■ DESCRIPTION OF THE TASK ■
Please copy the data below verbatim, from the line with "Expected content: black trousers." up to and including the line with "Expected content: embroidered". Give only those lines.

■ RECORDS FOR THE EXERCISE ■
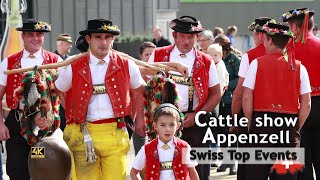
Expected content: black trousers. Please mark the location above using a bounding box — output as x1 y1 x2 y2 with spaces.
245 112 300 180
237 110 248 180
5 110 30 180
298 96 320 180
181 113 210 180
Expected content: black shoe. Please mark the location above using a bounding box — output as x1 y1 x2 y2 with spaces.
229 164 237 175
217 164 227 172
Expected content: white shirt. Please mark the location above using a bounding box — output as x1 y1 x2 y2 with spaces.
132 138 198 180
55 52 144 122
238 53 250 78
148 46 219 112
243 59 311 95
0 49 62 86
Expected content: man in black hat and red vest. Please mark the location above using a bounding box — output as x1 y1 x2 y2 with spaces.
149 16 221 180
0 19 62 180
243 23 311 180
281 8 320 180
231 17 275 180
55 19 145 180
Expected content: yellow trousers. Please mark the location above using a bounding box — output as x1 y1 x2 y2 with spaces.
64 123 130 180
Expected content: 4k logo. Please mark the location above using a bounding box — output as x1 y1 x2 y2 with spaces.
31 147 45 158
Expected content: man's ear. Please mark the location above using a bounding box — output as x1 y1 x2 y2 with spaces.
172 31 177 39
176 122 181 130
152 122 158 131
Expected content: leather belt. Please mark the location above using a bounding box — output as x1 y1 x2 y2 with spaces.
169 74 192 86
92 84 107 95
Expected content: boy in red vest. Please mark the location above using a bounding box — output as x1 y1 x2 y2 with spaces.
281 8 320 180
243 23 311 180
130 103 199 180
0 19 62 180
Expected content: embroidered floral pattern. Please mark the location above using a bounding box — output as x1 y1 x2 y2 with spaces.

--

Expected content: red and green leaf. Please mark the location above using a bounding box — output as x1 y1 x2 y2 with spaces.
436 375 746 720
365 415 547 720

==

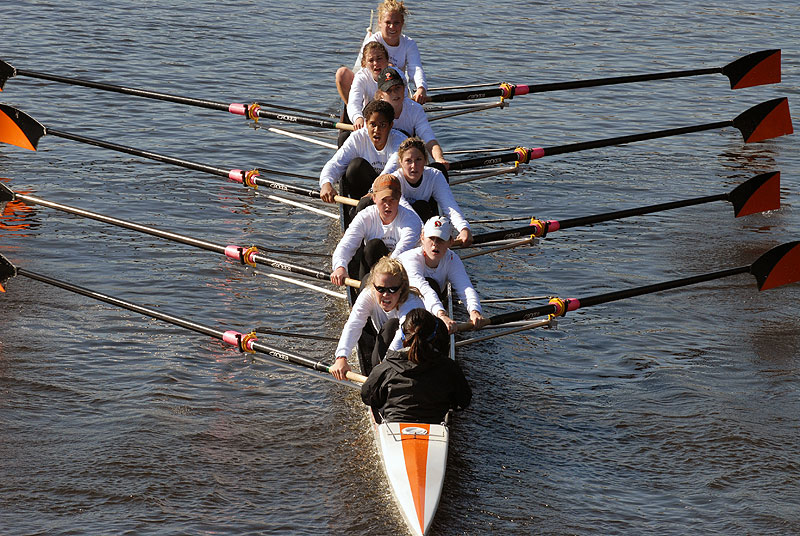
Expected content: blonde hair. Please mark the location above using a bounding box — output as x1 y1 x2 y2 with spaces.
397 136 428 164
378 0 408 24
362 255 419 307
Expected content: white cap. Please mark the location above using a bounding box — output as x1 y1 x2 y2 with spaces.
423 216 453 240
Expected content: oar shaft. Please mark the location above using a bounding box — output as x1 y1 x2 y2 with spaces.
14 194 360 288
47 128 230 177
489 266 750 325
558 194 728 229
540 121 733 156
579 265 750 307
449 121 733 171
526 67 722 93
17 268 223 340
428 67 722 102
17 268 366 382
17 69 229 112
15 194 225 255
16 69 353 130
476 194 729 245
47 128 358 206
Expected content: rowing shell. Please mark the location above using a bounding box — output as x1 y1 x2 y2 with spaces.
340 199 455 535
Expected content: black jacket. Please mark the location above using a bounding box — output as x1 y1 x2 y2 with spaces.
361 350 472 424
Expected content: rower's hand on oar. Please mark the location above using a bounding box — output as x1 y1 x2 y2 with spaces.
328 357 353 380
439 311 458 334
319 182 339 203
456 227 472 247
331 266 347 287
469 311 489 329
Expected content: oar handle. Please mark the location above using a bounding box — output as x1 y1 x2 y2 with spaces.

■ WORKED SOLUTION ■
Expected content: black trousers. Please mark the location above using a bounding box — output as x1 y1 x2 y2 with spaces.
245 112 300 180
237 110 248 180
5 110 30 180
298 96 320 180
181 113 210 180
Expected content: black shoe. Please mark the location above using a bounding box — output as x1 y1 x2 y2 with spaces.
229 164 237 175
217 164 227 172
Expected content: white shirt. Please mark the location above using a bounding box — output as x1 y1 x2 y2 with spaces.
132 138 198 180
55 52 144 122
238 53 250 78
148 46 219 112
243 59 311 95
0 49 62 86
Expected content: man in black hat and red vest. Please mark the location above using a bounding box — output as x1 y1 x2 y2 with spaces.
149 16 221 180
0 19 62 180
243 23 311 180
281 8 320 180
231 17 275 180
55 19 145 180
Expected content: yellow trousers. Please mark the location above using a bounding box — output as x1 y1 x2 y2 with spaces.
64 123 130 180
Expected content: 4k logo. Please mark the location above using a bounding box — output as x1 y1 x2 y2 with spaces.
31 147 45 158
Expected content: man's ear. Please mark the location above using a bounding box — output as x1 y1 x2 y2 with spaces.
172 31 177 39
176 122 181 130
152 122 158 131
Expected content: leather belt. Please mark the location above using a bounding box — output as x1 y1 x2 y2 with spaces.
169 74 192 86
92 84 107 95
Expected content: boy in red vest. Please mark the location above using a bounding box — output as x1 y1 x2 y2 with spaces.
281 8 320 180
243 23 311 180
130 103 199 180
0 19 62 180
Expected content: embroidered floral pattern. Please mark the location above using a bounding box — output as x1 y1 x2 y2 with spaces.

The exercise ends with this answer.